> RECORDS FOR THIS TASK
━━━━━━

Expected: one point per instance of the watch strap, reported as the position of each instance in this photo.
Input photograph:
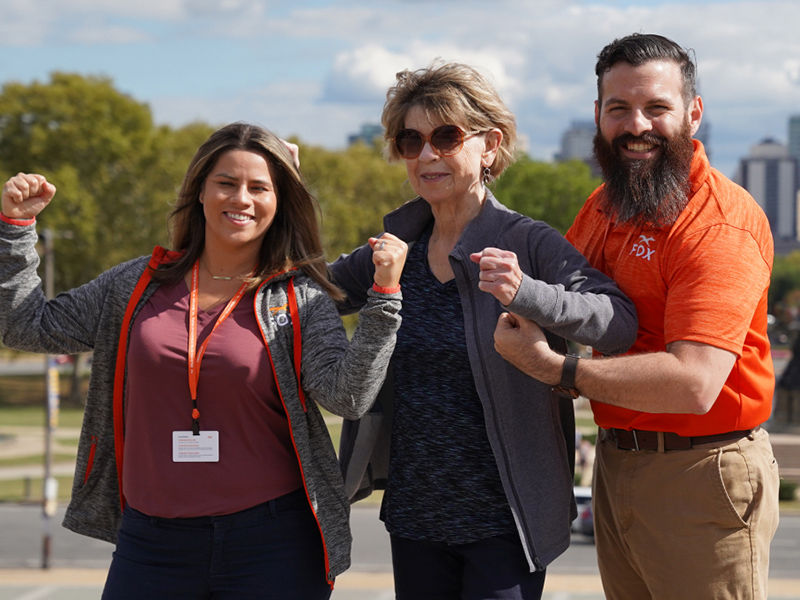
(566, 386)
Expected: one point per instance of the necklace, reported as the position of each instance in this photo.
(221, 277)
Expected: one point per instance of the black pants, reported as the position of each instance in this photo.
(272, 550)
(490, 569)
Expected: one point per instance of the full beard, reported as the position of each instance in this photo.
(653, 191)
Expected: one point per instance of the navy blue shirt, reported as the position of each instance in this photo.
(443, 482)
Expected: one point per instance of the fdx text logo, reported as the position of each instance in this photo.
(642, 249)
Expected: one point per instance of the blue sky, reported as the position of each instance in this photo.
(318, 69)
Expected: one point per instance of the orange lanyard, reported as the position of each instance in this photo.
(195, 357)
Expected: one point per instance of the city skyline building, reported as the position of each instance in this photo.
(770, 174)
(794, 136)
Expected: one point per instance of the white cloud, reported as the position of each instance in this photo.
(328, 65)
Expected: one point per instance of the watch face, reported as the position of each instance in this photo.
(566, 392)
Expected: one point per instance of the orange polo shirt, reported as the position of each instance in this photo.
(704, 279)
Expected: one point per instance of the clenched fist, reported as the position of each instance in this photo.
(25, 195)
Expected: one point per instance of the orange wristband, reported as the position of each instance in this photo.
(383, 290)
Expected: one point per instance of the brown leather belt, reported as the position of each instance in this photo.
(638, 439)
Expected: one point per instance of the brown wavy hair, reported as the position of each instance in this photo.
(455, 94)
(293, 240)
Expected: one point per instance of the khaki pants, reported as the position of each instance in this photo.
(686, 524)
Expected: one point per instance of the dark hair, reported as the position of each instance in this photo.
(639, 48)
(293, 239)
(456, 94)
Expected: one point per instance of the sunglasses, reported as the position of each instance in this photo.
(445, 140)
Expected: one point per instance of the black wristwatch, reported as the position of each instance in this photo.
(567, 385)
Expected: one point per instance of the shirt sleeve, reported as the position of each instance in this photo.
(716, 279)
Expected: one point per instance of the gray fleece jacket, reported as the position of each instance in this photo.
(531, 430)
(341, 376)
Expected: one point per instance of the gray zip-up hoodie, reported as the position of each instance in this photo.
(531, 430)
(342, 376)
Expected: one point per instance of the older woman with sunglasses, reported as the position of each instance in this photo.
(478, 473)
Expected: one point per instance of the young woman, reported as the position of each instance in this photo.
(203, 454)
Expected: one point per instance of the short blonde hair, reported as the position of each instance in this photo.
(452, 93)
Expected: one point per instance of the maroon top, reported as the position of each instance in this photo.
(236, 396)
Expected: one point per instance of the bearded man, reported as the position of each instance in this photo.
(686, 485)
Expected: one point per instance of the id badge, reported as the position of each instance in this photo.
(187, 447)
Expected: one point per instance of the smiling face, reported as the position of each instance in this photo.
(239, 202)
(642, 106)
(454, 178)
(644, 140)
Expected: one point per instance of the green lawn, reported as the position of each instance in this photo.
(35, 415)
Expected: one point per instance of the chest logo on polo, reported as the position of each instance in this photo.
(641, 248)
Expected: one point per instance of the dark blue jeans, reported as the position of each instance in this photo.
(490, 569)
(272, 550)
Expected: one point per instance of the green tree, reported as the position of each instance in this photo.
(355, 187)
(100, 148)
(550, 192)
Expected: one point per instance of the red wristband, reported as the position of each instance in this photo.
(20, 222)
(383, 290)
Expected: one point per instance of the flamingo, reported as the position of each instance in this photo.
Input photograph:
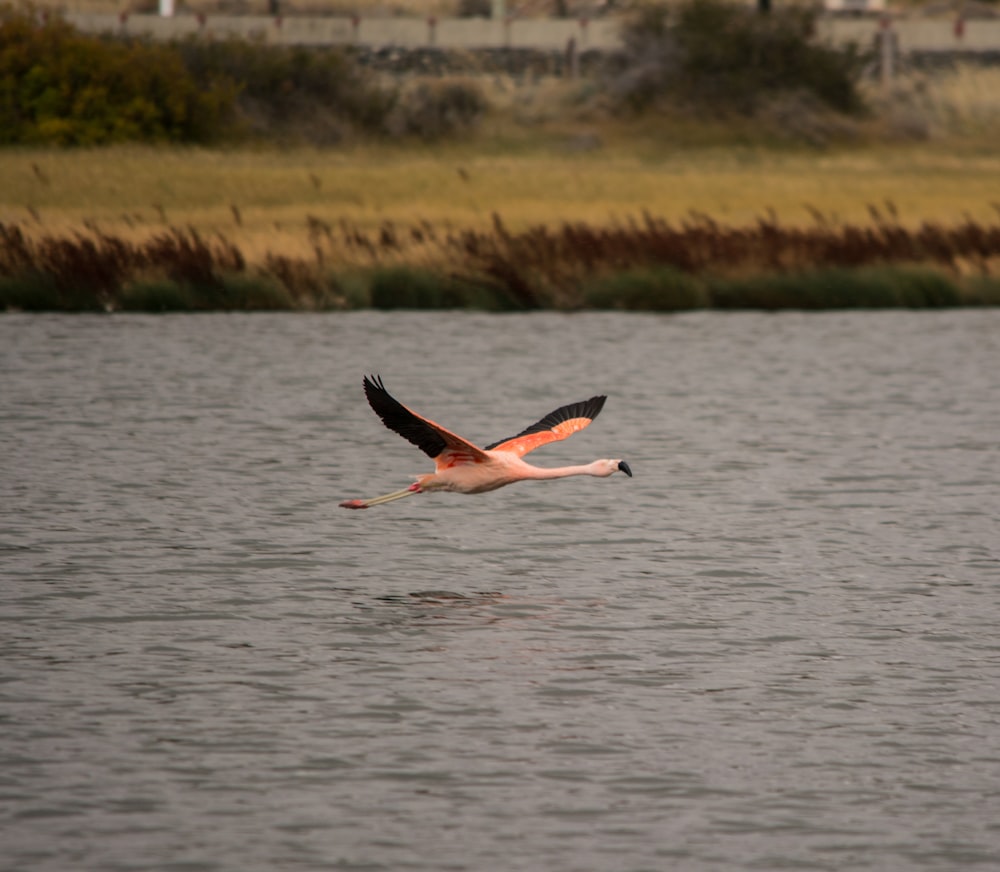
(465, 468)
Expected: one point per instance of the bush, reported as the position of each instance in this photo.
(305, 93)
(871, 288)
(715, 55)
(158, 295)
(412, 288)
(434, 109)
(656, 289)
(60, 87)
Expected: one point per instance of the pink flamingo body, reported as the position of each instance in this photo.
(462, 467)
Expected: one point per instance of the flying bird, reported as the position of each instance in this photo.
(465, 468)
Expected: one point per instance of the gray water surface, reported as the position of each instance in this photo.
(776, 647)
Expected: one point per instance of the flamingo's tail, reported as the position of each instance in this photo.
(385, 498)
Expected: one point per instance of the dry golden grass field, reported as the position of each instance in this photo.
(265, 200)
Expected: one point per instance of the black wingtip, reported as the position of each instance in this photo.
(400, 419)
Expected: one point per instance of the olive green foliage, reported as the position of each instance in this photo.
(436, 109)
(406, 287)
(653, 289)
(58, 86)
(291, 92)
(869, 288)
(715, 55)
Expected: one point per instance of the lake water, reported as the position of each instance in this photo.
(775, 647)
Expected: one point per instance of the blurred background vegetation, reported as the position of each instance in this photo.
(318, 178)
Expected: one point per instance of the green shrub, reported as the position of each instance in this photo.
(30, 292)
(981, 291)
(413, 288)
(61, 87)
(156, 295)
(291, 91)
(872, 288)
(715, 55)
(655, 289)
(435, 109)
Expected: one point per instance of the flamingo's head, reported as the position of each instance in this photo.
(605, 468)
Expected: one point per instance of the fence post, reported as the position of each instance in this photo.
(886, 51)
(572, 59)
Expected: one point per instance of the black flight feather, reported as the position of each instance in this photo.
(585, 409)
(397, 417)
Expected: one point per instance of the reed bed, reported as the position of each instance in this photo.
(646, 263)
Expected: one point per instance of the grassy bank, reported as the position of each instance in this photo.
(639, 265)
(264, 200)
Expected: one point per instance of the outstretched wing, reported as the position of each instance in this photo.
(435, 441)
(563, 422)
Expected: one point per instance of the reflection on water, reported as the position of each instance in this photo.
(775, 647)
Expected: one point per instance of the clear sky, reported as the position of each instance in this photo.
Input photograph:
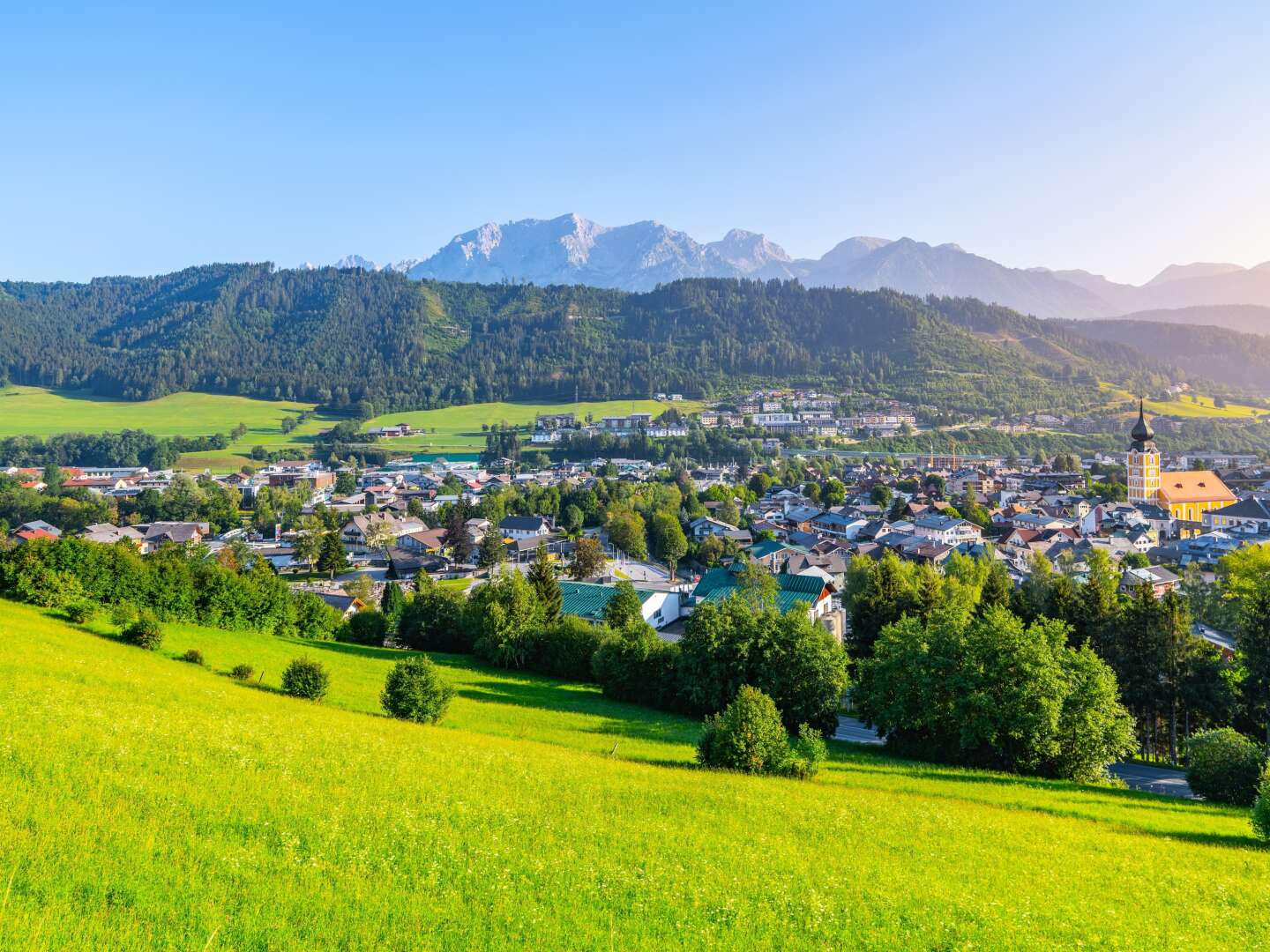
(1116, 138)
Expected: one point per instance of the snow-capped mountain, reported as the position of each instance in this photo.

━━━━━━

> DIRECTIONS
Since the pictures are not wanted, set down only the rest of each record, exactly as above.

> WRITTEN SOLUTION
Expected: one point per instance of the watch strap, reported as the position of each instance in this photo.
Input photograph:
(566, 386)
Expected: one point per instance of the necklace, reported as the position of each instance in this photo.
(221, 277)
Expected: one point per instance of the black pants, reported as the position of each instance in this photo.
(272, 550)
(490, 569)
Expected: one point per instance of the full beard, reported as the position of each instance in this photo.
(653, 191)
Expected: one point per instance of the navy blue shirt, reported as the position of each instance in this photo.
(443, 482)
Expected: one point per instance of the fdx text logo, reported as the position of each instance in this photo.
(642, 249)
Expected: one point per instance of the blue sky, reported as the position of each instance in this photo.
(318, 69)
Expected: one point per instance of the orange lanyard, reported as the position of each instance in this photo.
(195, 357)
Expected: one point per instance of the city skyline building, reported as the position of each instance in this photo.
(770, 174)
(794, 136)
Expected: one point per instance of the white cloud, reported as the position of each instance in this photo.
(328, 65)
Expected: one point per instance of the watch face, reported as the position of each instance in this photo.
(566, 392)
Expected: one point per instance of the orange polo shirt, reported as the position of each instance in this photo.
(704, 279)
Expected: one point per instance of the clenched fist, reported as the position of each instance in this photo.
(25, 195)
Expected: one point per instance of the orange wristband, reported as the position of each instance in this photo.
(383, 290)
Expected: one point per instance of the brown leather belt, reported as the position of each instance in this photo.
(638, 439)
Expected: one point per instance of the brown wavy hair, reported as the position of each instance in this photo.
(455, 94)
(293, 240)
Expected: one point per instance of the khaki pants, reported as the position of each instance in this photo.
(686, 524)
Expected: one point per instance of the dark hair, reported as the position of each instance in this photo.
(639, 48)
(293, 239)
(456, 94)
Expected: one point per instance of the sunglasses, reported as the position of each instance in this photo.
(445, 140)
Expected: one point per instance of the black wristwatch, reported as the position of each instance in this photo.
(567, 385)
Expected: one point per instance of the shirt sleeve, reported as the position of each instance in this photo.
(716, 279)
Expected: one point per instance of the gray fleece jacket, reported as the position of each instance in this photo.
(531, 430)
(341, 376)
Expected: one point per instance of the gray zip-up hoodie, reported as the position of each instance in this photo.
(531, 430)
(342, 376)
Expected: one point per instance of the older woman with sunglasses, reported as the position of each instance in this photo.
(478, 473)
Expected: one point per instance of the young woman, reported as the position of each instance in this photo.
(203, 454)
Expected: one point per instance of the short blonde hair, reported as the position of each instance in this photo.
(452, 93)
Expected: one point per instance of the maroon top, reported as the position of each instance in this photo.
(236, 396)
Expected: one point per instance of the bearded man, reported as the position of each instance in this photo.
(686, 485)
Expected: one point per instance of the id badge, reported as the position of each instance in this photo.
(187, 447)
Expected: one point per instance of the smiling face, reported as the position of each instance in this photo.
(239, 202)
(642, 106)
(454, 178)
(644, 140)
Expected: one point per instance of the green lawn, reported as the position of each instance in this photo.
(35, 415)
Expected: one point per instance of the chest logo on polo, reported as the position of each instance in this photo.
(641, 248)
Expected: one point per instance of the dark blue jeans, reported as the position of each instance in this photo.
(490, 569)
(272, 550)
Expected: one point per instance of the green tree, reported as the position of each instance in this photo.
(355, 187)
(100, 148)
(550, 192)
Expected: one point per instance of the red wristband, reported as the position of each instance in this photo.
(20, 222)
(383, 290)
Expected: one point per instance of the flamingo, reported as the position of each instance in this photo.
Input photograph:
(465, 468)
Expected: one point per instance of the bush, reported as the position of each instance in this photo.
(305, 93)
(871, 288)
(715, 55)
(158, 295)
(412, 288)
(434, 109)
(656, 289)
(60, 87)
Expected: one point per instance of the pink flamingo body, reported as the position of each instance in this photo.
(462, 467)
Expected: one point per instance of the flying bird, reported as the position of each instance in this photo.
(465, 468)
Expected: one point per instance of the gray water surface, reported as the position of each instance in this photo.
(776, 647)
Expected: one point per instance of the flamingo's tail, reported as the position of each instance in this photo.
(385, 498)
Expected: one point per instance of the dry golden grass field, reported as the position of each instance in this photo.
(265, 200)
Expected: one point per instance of the black wingtip, reported as the position of each instance in this photo.
(400, 419)
Expected: one point per instance of the olive green foliage, reported as the position of each instance in this photo.
(436, 109)
(406, 287)
(653, 289)
(58, 86)
(291, 92)
(869, 288)
(715, 55)
Expected: one point per instance of the lake water, reported as the position of each instance in this photo.
(775, 647)
Expected: one point per instance of the blurred background vegetation, reported as the position of each instance in this photo.
(318, 178)
Expected: one point per instance of the green shrub, reported as the position of each instance in this photo.
(30, 292)
(981, 291)
(413, 288)
(61, 87)
(156, 295)
(291, 91)
(872, 288)
(715, 55)
(655, 289)
(435, 109)
Expected: one point per instance of the flamingo's head, reported as the position of each instance in this photo.
(605, 468)
Expected: one point per instance of the fence post, reported as the position of each instance in this photo.
(886, 51)
(572, 59)
Expected: one point per instance of the black flight feather, reported as the position of each instance in this photo.
(585, 409)
(397, 417)
Expected: one point per instance of the reed bed, reported as the position of each instance in this photo.
(646, 263)
Expected: one point per instance of the grassy bank, reported as the position of each instance in this photo.
(639, 265)
(264, 200)
Expected: one point per instance of the outstretched wing, reported as the position of each instance in this photo.
(435, 441)
(563, 422)
Expected: one point per instance of the reflection on water, reported as the position of each instance in this photo.
(775, 647)
Expected: one point per instance of the clear sky, reported as the position of each instance in this photo.
Input photograph:
(1116, 138)
Expected: one point per instance of the snow-capped mountain, reported as the position of each instance in this photo.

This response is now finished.